- **AIM**
Can you give the material below again with every "this picture" changed to "this image" and nothing else altered, leaving the pictures out?

- **DATASET ROWS**
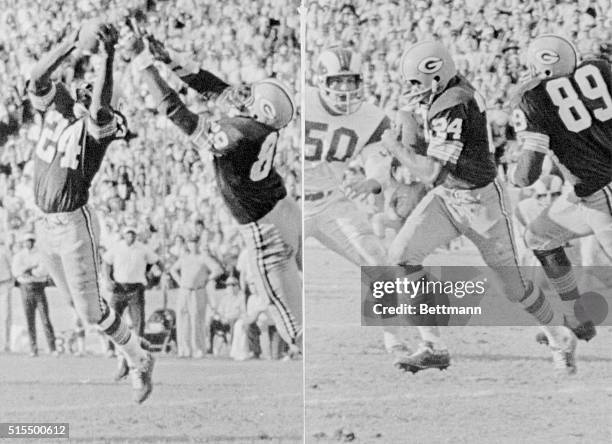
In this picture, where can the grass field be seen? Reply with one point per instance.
(499, 389)
(210, 400)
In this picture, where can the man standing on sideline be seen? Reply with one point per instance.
(6, 287)
(192, 272)
(32, 277)
(126, 266)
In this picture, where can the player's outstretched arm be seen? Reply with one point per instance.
(202, 81)
(40, 76)
(528, 168)
(169, 102)
(100, 108)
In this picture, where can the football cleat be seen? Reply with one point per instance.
(585, 332)
(122, 368)
(425, 357)
(564, 351)
(551, 55)
(122, 365)
(340, 80)
(142, 383)
(428, 67)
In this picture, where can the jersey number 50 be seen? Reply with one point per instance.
(572, 111)
(341, 147)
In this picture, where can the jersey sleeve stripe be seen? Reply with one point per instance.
(532, 141)
(100, 132)
(200, 131)
(42, 102)
(447, 151)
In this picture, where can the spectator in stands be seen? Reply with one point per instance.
(32, 278)
(6, 289)
(191, 271)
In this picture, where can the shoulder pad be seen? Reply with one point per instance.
(451, 97)
(517, 95)
(599, 62)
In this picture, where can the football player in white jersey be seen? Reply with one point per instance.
(339, 124)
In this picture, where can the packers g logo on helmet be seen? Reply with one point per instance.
(340, 66)
(271, 103)
(551, 55)
(430, 65)
(547, 56)
(427, 67)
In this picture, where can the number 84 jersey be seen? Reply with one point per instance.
(332, 140)
(570, 117)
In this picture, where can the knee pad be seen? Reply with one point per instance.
(539, 241)
(554, 261)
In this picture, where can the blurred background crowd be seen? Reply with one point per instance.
(155, 182)
(487, 39)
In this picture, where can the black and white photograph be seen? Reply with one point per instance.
(150, 230)
(459, 133)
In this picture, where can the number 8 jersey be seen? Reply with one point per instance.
(571, 118)
(69, 151)
(331, 140)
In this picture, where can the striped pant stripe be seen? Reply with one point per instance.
(94, 250)
(507, 218)
(286, 315)
(608, 195)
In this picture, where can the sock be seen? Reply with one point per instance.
(432, 334)
(537, 305)
(558, 269)
(127, 343)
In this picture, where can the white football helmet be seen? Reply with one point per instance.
(271, 103)
(336, 64)
(551, 55)
(428, 67)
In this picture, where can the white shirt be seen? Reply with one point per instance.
(130, 262)
(5, 264)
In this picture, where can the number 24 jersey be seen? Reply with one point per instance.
(571, 116)
(331, 141)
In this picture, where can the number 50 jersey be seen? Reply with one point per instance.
(571, 116)
(331, 140)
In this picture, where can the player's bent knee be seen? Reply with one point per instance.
(539, 241)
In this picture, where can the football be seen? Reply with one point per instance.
(88, 40)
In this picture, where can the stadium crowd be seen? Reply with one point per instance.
(155, 181)
(484, 37)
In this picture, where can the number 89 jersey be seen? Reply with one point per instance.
(571, 116)
(244, 152)
(331, 140)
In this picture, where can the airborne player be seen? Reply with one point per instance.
(243, 148)
(565, 111)
(338, 126)
(467, 199)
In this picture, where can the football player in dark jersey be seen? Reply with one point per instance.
(565, 111)
(242, 149)
(70, 149)
(467, 199)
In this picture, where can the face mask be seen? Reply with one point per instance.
(79, 110)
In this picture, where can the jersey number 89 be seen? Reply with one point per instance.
(572, 111)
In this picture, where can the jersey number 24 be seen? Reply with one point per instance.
(59, 136)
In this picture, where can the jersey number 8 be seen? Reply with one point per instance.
(572, 111)
(262, 166)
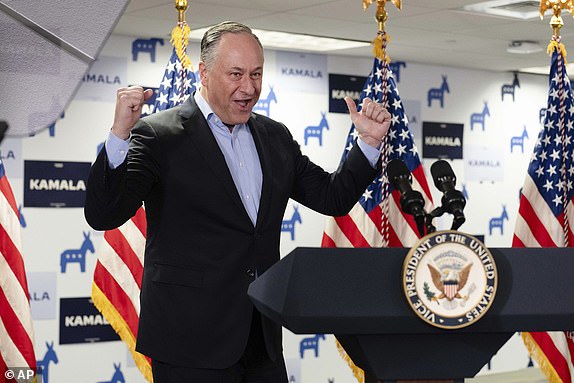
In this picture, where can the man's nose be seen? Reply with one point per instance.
(248, 85)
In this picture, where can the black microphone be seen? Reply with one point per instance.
(412, 201)
(453, 201)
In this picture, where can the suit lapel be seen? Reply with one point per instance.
(261, 139)
(205, 143)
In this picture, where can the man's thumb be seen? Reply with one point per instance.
(351, 105)
(147, 94)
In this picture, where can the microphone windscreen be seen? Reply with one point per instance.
(439, 171)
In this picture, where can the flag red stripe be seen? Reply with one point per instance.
(122, 247)
(327, 241)
(536, 226)
(3, 369)
(16, 331)
(13, 258)
(394, 240)
(349, 227)
(516, 242)
(554, 355)
(140, 221)
(116, 295)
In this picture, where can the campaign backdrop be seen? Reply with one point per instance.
(496, 136)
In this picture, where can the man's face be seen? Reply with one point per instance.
(233, 83)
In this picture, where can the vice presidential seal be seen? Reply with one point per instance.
(450, 279)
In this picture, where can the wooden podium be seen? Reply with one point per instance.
(357, 295)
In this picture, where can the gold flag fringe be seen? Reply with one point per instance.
(179, 36)
(120, 326)
(357, 371)
(380, 47)
(559, 47)
(536, 353)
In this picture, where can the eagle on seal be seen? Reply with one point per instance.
(451, 282)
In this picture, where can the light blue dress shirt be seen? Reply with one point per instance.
(239, 151)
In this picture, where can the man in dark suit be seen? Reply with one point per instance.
(215, 180)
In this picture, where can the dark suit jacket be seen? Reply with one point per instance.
(202, 249)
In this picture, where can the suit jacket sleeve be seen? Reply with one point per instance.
(114, 195)
(336, 193)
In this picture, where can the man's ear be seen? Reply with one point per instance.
(203, 73)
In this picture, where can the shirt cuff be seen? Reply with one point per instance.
(372, 154)
(116, 149)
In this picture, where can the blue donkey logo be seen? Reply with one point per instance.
(498, 222)
(264, 104)
(438, 93)
(43, 364)
(317, 131)
(518, 140)
(77, 255)
(289, 225)
(478, 118)
(146, 46)
(117, 377)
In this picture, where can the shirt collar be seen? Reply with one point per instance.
(208, 113)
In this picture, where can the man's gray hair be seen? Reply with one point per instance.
(213, 35)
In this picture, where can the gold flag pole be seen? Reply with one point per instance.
(380, 52)
(180, 35)
(381, 17)
(556, 22)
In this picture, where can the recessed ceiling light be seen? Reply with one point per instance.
(293, 41)
(516, 9)
(524, 47)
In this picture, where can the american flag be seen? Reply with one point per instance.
(377, 220)
(177, 85)
(546, 211)
(119, 270)
(16, 330)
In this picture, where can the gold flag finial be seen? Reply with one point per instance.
(381, 16)
(380, 42)
(557, 6)
(180, 35)
(556, 22)
(181, 6)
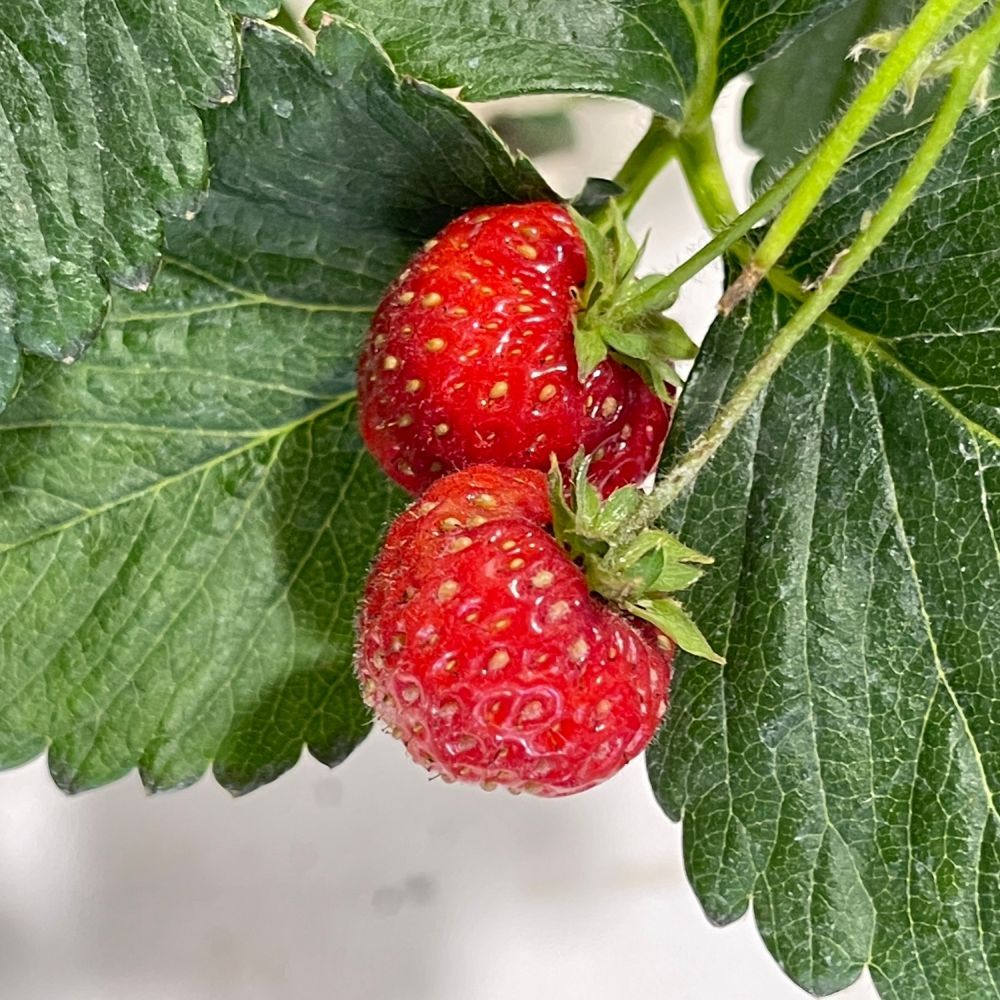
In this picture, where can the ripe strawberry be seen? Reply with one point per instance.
(483, 649)
(471, 357)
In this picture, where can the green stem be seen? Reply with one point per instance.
(942, 128)
(663, 294)
(699, 157)
(654, 151)
(935, 19)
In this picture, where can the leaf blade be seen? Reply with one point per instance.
(847, 768)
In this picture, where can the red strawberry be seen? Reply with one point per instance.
(471, 358)
(483, 649)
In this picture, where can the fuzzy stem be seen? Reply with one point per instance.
(699, 157)
(654, 151)
(900, 198)
(664, 293)
(934, 20)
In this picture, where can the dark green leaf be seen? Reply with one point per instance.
(187, 516)
(99, 135)
(798, 95)
(646, 50)
(843, 769)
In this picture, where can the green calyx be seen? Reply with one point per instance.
(636, 567)
(611, 320)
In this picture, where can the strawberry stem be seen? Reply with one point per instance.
(935, 20)
(664, 293)
(654, 151)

- **TASK ANSWER**
In this image, where can the grass field be seen? Reply with one point per instance.
(499, 389)
(210, 400)
In this image, where can the man standing on sideline be seen? Reply with one point per instance.
(6, 287)
(192, 272)
(32, 277)
(126, 266)
In this image, where can the player's outstretched arm be seen? Reply with one point per instance.
(202, 81)
(40, 76)
(528, 168)
(169, 102)
(100, 108)
In this image, where can the football cleat be seen? Reply with one point per instance.
(585, 332)
(122, 368)
(425, 357)
(564, 351)
(551, 55)
(122, 365)
(340, 80)
(142, 383)
(428, 67)
In this image, where can the jersey number 50 be seen? Reply with one point per instance.
(572, 111)
(341, 147)
In this image, where can the jersey sleeve stripe be seen? Reply with one point per instance.
(532, 141)
(100, 132)
(200, 131)
(42, 102)
(447, 151)
In this image, where can the spectator in stands be seen? Reply with one point per instance.
(32, 278)
(6, 289)
(191, 271)
In this image, where can the shoulder pad be seen? Reply with one point per instance.
(451, 97)
(517, 95)
(599, 62)
In this image, where can the football player in white jersey be seen? Reply with one point per instance.
(339, 124)
In this image, where can the packers g logo on helmet be seen? Reply with one point per instance.
(340, 66)
(271, 103)
(551, 55)
(430, 65)
(547, 56)
(427, 67)
In this image, where can the number 84 jersey be seen? Reply with one point per instance.
(332, 140)
(570, 117)
In this image, where can the knee pad be seen? Reply with one point per instance.
(539, 241)
(554, 261)
In this image, where can the blurred background crowd be seen? Reply with one point per instance.
(155, 182)
(487, 39)
In this image, where can the black and white photograph be seen? Reply with one point per instance.
(150, 230)
(459, 133)
In this image, where can the number 8 jersey be seen? Reply with one point per instance.
(571, 118)
(69, 151)
(331, 140)
In this image, where can the striped pant stripe be seen? Reply with one point per instance.
(94, 250)
(507, 218)
(286, 315)
(608, 195)
In this image, where can the sock be seen? Reply with one point per instance.
(432, 334)
(537, 305)
(558, 269)
(127, 343)
In this image, where can the white football helmet be seen? Reply with one point per instance.
(271, 103)
(336, 64)
(551, 55)
(428, 67)
In this image, where can the white shirt be seen? Reply with one point per instance.
(130, 262)
(5, 264)
In this image, where can the number 24 jersey be seen? Reply with one point per instance.
(571, 116)
(331, 141)
In this image, where can the number 50 jersey be seen? Reply with one point per instance.
(571, 116)
(331, 140)
In this image, where can the player's bent knee be seen? Reply with one point per instance.
(539, 241)
In this image, where can the football be seen? Reply with one point per instance.
(88, 40)
In this image, where can the stadium crowd be seen? Reply with one point per instance.
(155, 181)
(484, 37)
In this image, where can the number 89 jersey be seen? Reply with one point per instance.
(571, 116)
(244, 152)
(331, 140)
In this image, where can the airborne player be seen? Reply with one point per instance.
(243, 148)
(565, 111)
(338, 126)
(467, 199)
In this image, where can the football player in dark jersey be seen? Reply with one point per instance.
(565, 111)
(242, 149)
(70, 149)
(467, 199)
In this image, where can the face mask be seen? Reply with one point per instance.
(79, 110)
In this image, where can the jersey number 89 be seen? Reply with one point per instance.
(572, 111)
In this image, where can the jersey number 24 be seen? Reply with one point per instance.
(59, 136)
In this image, where can the jersey number 8 be seen? Reply with one point per instance.
(572, 111)
(262, 166)
In this image, where can the man's nose be seen? Reply with one point per instance.
(248, 85)
In this image, where can the black microphone be seen? Reply with one point per instance.
(412, 201)
(453, 201)
In this image, where can the suit lapel be seen? Reply with one point per instance.
(261, 139)
(205, 143)
In this image, where can the man's thumb be seen? Reply with one point per instance.
(351, 105)
(147, 94)
In this image, where can the microphone windscreen be seen? Reply with one point per instance.
(439, 171)
In this image, where can the flag red stripe be seen? Reply with one point per instance.
(122, 247)
(327, 241)
(536, 226)
(3, 369)
(16, 331)
(13, 258)
(394, 240)
(349, 227)
(516, 242)
(554, 355)
(140, 221)
(116, 295)
In this image, where can the campaign backdrop be seen? Reply with one point per instance.
(496, 136)
In this image, where can the man's face be seen? Reply with one point per instance.
(233, 83)
In this image, where can the vice presidential seal be seen? Reply with one point per instance.
(450, 279)
In this image, where can the wooden podium be seen? Reply with one point per instance.
(357, 295)
In this image, where can the gold flag fringe be seen? Reply with one point per instance.
(179, 36)
(120, 326)
(357, 371)
(380, 47)
(559, 47)
(536, 353)
In this image, where can the eagle on seal be seen? Reply with one point per instance.
(451, 282)
In this image, where can the light blue dress shirt be seen? Reply with one point per instance.
(239, 151)
In this image, where can the man in dark suit be seen? Reply with one point per instance.
(215, 180)
In this image, where can the dark suit jacket be seen? Reply with one point per instance.
(202, 249)
In this image, where can the suit jacket sleeve be seen? Reply with one point per instance.
(114, 195)
(336, 193)
In this image, where can the man's ear be seen? Reply with one point per instance.
(203, 73)
In this image, where can the shirt cuff be seen? Reply with one point per instance.
(372, 154)
(116, 149)
In this image, where can the blue donkey logo be seen? Reply with one point per instance.
(498, 222)
(264, 104)
(438, 93)
(43, 364)
(317, 131)
(518, 140)
(77, 255)
(289, 225)
(478, 118)
(146, 46)
(117, 377)
In this image, where can the shirt collar be seen? Reply with one point per instance.
(208, 113)
In this image, where can the man's gray hair be seen? Reply with one point per instance.
(213, 35)
In this image, where can the gold flag pole be seen? Reply with one point per instance.
(380, 52)
(180, 35)
(381, 17)
(556, 22)
In this image, where can the recessed ceiling light be seen? Reply with one point per instance.
(293, 41)
(516, 9)
(524, 47)
In this image, where can the american flag be seen? Reply with one point per instance.
(377, 220)
(177, 85)
(546, 211)
(119, 270)
(16, 330)
In this image, where can the gold flag finial be seen? Reply with one point per instance.
(381, 16)
(380, 42)
(557, 6)
(180, 35)
(556, 22)
(181, 6)
In this image, where can the ripe strawberry be seen? Reply with one point per instance.
(483, 649)
(471, 357)
In this image, where can the green stem be seen? Reply with one point per instance.
(942, 128)
(663, 294)
(699, 157)
(654, 151)
(935, 19)
In this image, where can the leaf blade be seen? Reply with one point per instance.
(847, 768)
In this image, where can the red strawberry be seen? Reply with one point per instance.
(471, 358)
(483, 649)
In this image, where can the fuzzy stem be seen? Reply with one point per instance.
(699, 157)
(654, 151)
(900, 198)
(664, 293)
(934, 20)
In this image, where can the dark green leaf be seen? Reply with one point per instance.
(187, 516)
(99, 135)
(798, 95)
(646, 50)
(843, 769)
In this image, where can the green calyx be seen? Reply with one point per instance.
(636, 567)
(611, 320)
In this image, where can the strawberry stem be seen? Reply with one point per instance.
(935, 20)
(664, 293)
(654, 151)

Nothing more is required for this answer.